■ Text excerpt ■
After S1101, in S1102, the identification unit 205 identifies the object by executing the same processing as in S503, upon receipt of one or more frames selected in S1101. The identification unit 205 then executes the processing of S504. After S504, in S1105, the identification unit 205 estimates the position of the object corresponding to the unique identifier determined in S504. After S1105, the identification unit 205 ends the processing of the flowchart shown in FIG. 11, that is, the processing of S311 shown in FIG. 3.
The following method may be used to estimate the object position. Specifically, the identification unit 205 first projects an image region in which characters are detected in each frame onto a three-dimensional space, based on the result of two-dimensional character detection processing for each frame in the identification processing in S503. The identification unit 205 then estimates the nearest neighbor point in a plurality of projections from each frame as the object position. The projection of the image region in each frame onto the three-dimensional space is performed as follows, for example. The image region is projected from the optical center of the image capturing apparatus that captured the frame toward the center position of a rectangle that is the result of character detection in the frame, as shown in FIGS. 7I to 7L, to a point at infinity in that direction. The method of projecting the image region in the frame onto the three-dimensional space is not limited to the above. For example, the three-dimensional shape estimated in S302 may be used to project the image region from the optical center of the image capturing apparatus toward the center position of the rectangle that is the result of character detection to the position of the three-dimensional shape that is first reached.

■ Aim 1 ■
In the object-position passage, rewrite the section starting at "After S1101, in" and ending at "shown in FIG. 3.", changing "identification unit 205" to "recognition unit 205".
■ Aim 2 ■
According to the object-position passage, what does the identification unit estimate as the object position after projecting the image regions into three-dimensional space?
■ Aim 3 ■
Resume the object-position passage, continuing after its last sentence.

■ Information provided ■

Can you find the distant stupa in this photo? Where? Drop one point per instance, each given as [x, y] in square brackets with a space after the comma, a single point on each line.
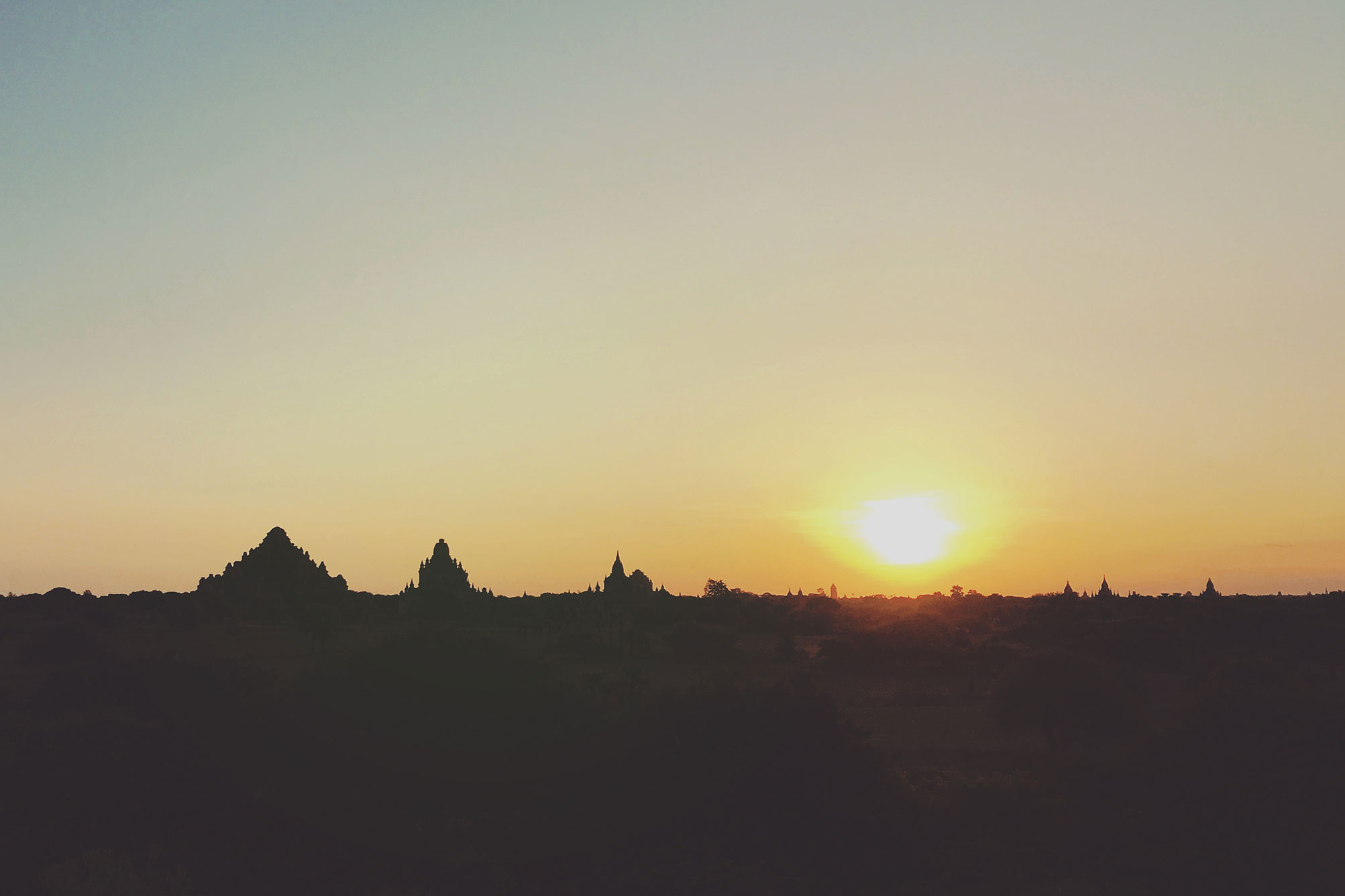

■ Right answer 1 ■
After S1101, in S1102, the recognition unit 205 identifies the object by executing the same processing as in S503, upon receipt of one or more frames selected in S1101. The recognition unit 205 then executes the processing of S504. After S504, in S1105, the recognition unit 205 estimates the position of the object corresponding to the unique identifier determined in S504. After S1105, the recognition unit 205 ends the processing of the flowchart shown in FIG. 11, that is, the processing of S311 shown in FIG. 3.

■ Right answer 2 ■
It estimates the nearest neighbor point in the projections from the frames as the object position.

■ Right answer 3 ■
The method of estimating the object position in S1105 will be described with reference to FIGS. 12A to 12C. FIGS. 12A to 12C are diagrams for explaining an example of the method of estimating the object position by the identification unit 205 according to Embodiment 2. As shown in FIGS. 12A to 12C, the object position is estimated for each object. Specifically, the image region in the frame is projected onto the three-dimensional space based on the result of character recognition of each image region in which characters are detected in S503, that is, the image region having the same unique identifier determined in S504. Then, as shown in FIGS. 12A to 12C, the identification unit 205 obtains the position of the nearest neighbor point of the plurality of projections, using only the projection of the image region corresponding to the same unique identifier projected onto the three-dimensional space. Points 1201 to 1203 shown in FIGS. 12A to 12C are the positions of the nearest neighbor points corresponding to the objects 601 to 603, respectively, and indicate the positions of the nearest neighbor points calculated for each object. The identification unit 205 calculates three-dimensional coordinates of the nearest neighbor points, and the calculated three-dimensional coordinates are the result of estimating the position of the object corresponding to the unique identifier.
The above-mentioned processing allows the position of each object to be estimated separately from other objects, thus improving the estimation accuracy of the object position and reducing the amount of computation required for estimation. The identification unit 205 according to the present embodiment can assign unique identifiers to objects without omissions or overlaps and estimate the object position without relying on the results of the assignment of non-unique identifiers by the tracking unit 204.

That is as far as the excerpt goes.